Exercise task: Every line of the listing must be reproduced as it stands. Leave the images behind.

Given data:
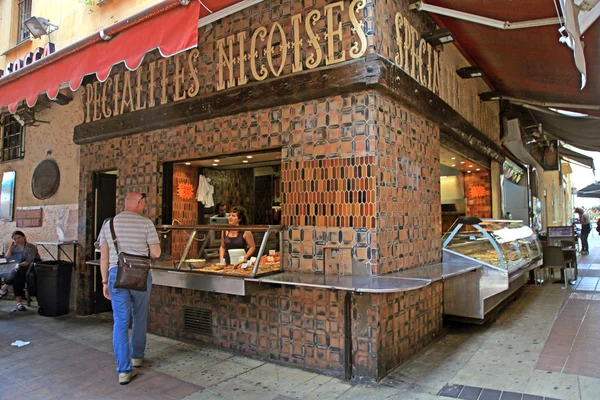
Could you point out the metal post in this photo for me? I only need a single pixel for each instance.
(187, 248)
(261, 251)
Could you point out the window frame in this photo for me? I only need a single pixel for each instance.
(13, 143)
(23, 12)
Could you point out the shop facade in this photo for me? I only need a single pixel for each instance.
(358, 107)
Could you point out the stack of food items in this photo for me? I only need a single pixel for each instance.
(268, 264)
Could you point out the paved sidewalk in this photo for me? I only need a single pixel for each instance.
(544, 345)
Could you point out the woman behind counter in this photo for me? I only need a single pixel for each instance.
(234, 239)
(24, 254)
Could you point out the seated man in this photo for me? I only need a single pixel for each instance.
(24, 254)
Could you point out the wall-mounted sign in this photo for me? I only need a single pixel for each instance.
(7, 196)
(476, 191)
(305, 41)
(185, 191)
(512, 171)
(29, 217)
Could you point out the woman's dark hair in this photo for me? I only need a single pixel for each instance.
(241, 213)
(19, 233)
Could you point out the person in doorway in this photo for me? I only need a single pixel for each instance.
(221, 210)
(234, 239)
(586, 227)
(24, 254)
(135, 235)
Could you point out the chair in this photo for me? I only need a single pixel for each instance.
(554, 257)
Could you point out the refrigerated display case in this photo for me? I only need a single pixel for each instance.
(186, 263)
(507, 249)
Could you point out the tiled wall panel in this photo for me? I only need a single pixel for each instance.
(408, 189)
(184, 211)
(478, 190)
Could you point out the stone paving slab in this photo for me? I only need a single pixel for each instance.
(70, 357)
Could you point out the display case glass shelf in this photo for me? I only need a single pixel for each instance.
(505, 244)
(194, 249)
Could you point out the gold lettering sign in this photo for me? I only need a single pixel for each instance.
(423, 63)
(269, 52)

Full response:
Could you point out the metal post in this photo for me? I only need a single pixel for each instance.
(187, 248)
(261, 251)
Could you point out the window frame in this photo for me? I only need a single pixel for each instance.
(13, 143)
(23, 12)
Could you point out the shop facade in this photo for me? I only need a single pixel for each instance.
(358, 107)
Could you point out the stack of food items in this photo for me? I only need a single pixel for each instance.
(268, 264)
Could you point out the paved sidewalk in this photo for me? I only need a single pixel for each instance.
(544, 345)
Could you point out the woman behind counter in this photo for me? I only need a single pixel for each instance.
(234, 239)
(24, 254)
Could you point out the seated man in this photo for me? I only need a single pixel for each instance.
(24, 254)
Could you point out the wall-mounted sign in this photo for me? I only need a single pixel for each instance.
(7, 196)
(476, 191)
(305, 41)
(185, 191)
(512, 171)
(29, 217)
Could you point out the woman's dark hair in this photo for me? I only need a single pixel for each instance.
(241, 213)
(19, 233)
Could you point out the person in doorway in this photo for me? I only need a single pixel for each instance.
(221, 210)
(234, 239)
(586, 227)
(24, 254)
(135, 235)
Could you point out the chair in this photo for me? I only need a single pixel for each instance.
(554, 257)
Could you point out the refrigerated display case in this photo for me? I only need a single pixel for each instance.
(186, 263)
(507, 249)
Could you point out the tiled wall panel in this photo for me? I only need a single pixel for each instance.
(408, 189)
(184, 211)
(478, 190)
Could you point out the stone paving slab in this photo for me? I only need a single pixel for each instance.
(70, 357)
Could you point out the display case glass shelf in this photo for me? I only need a single pixel for each instance.
(505, 244)
(194, 249)
Could you point out the gold lettering sign in this photo for me? I only need a single pixel for each instance.
(423, 63)
(269, 52)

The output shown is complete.